*Passage for review*
Start of Block
Nobel Laureate economist, Michael Spence, (2001) said the world was in midst of a multi-decade digital transformation with secular shifts underway with stunning breakthroughs in the last 10-15 years in artificial intelligence. Powerful science, technology and tools were now accessible to all at low and declining costs, he said.
He was speaking on `Technology and the Idea for the Future’ at the Law, Economics and Policy Conference, organized by the Institute for New Economic Thinking (INET) and Gokhale Institute Of Politics And Economics in Pune on Friday.
These were not just breakthroughs but breakthroughs associated with high levels of accessibility and declining costs, Professor Spence said. This technology was highly accessible and you don’t need technical training to use it, he pointed out. “The combination of those two things means that its footprint in the economy is enormous,” he added.
End of Block
*Supplied data*
Start of Block
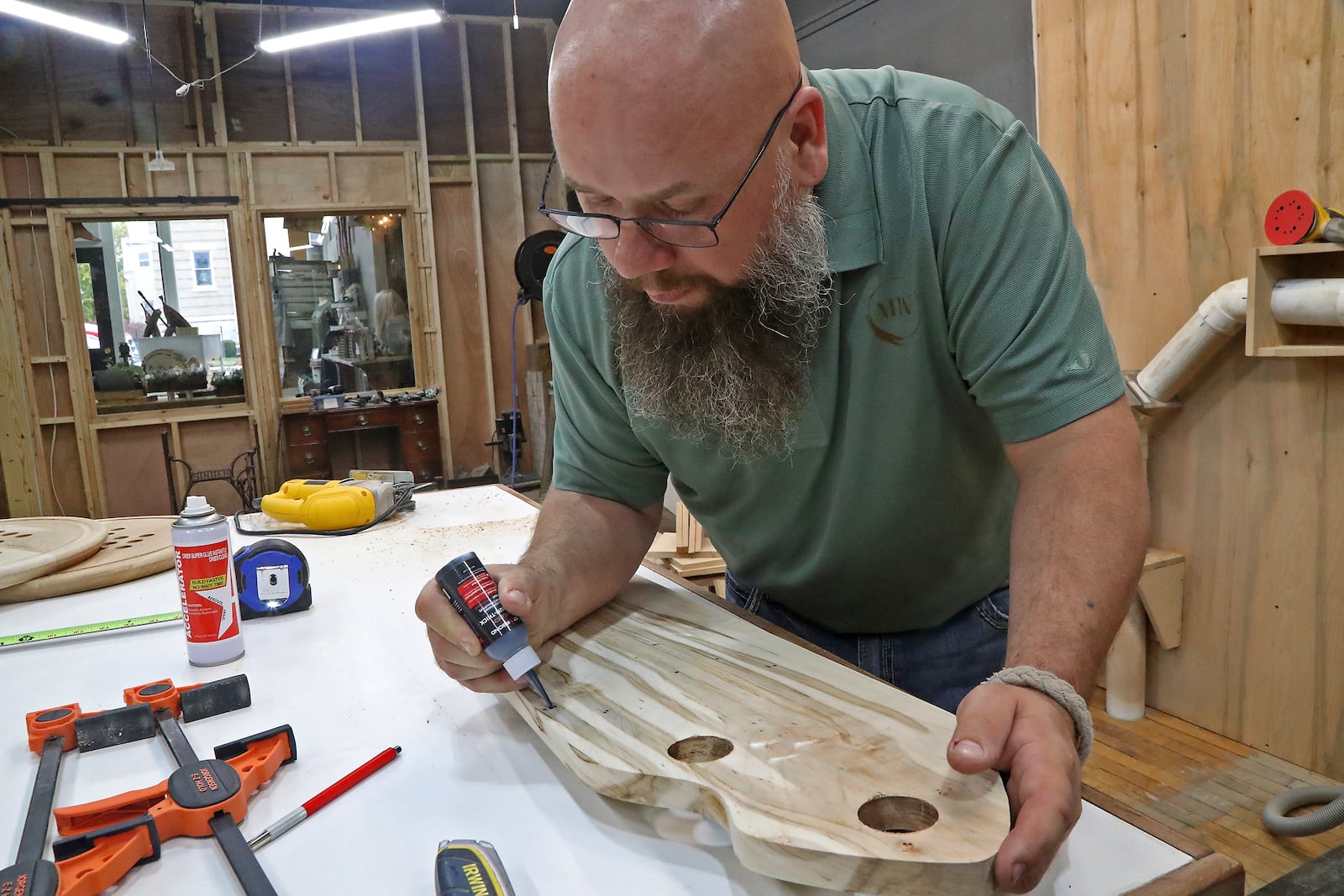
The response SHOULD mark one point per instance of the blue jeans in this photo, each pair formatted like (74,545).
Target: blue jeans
(938,665)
End of Block
*Activity 1*
Summarize the passage about Spence's talk in two sentences.
*Activity 2*
According to the passage about Spence's talk, which organizations organized the Law, Economics and Policy Conference?
Nothing in the data is needed.

*Written response 1*
At a Pune conference on law, economics and policy, Nobel laureate economist Michael Spence said the world was in the midst of a multi-decade digital transformation, with stunning breakthroughs in artificial intelligence over the last 10-15 years. He stressed that these tools are highly accessible, are available at low and declining costs, and require no technical training, so their footprint in the economy is enormous.

*Written response 2*
The Institute for New Economic Thinking (INET) and the Gokhale Institute Of Politics And Economics.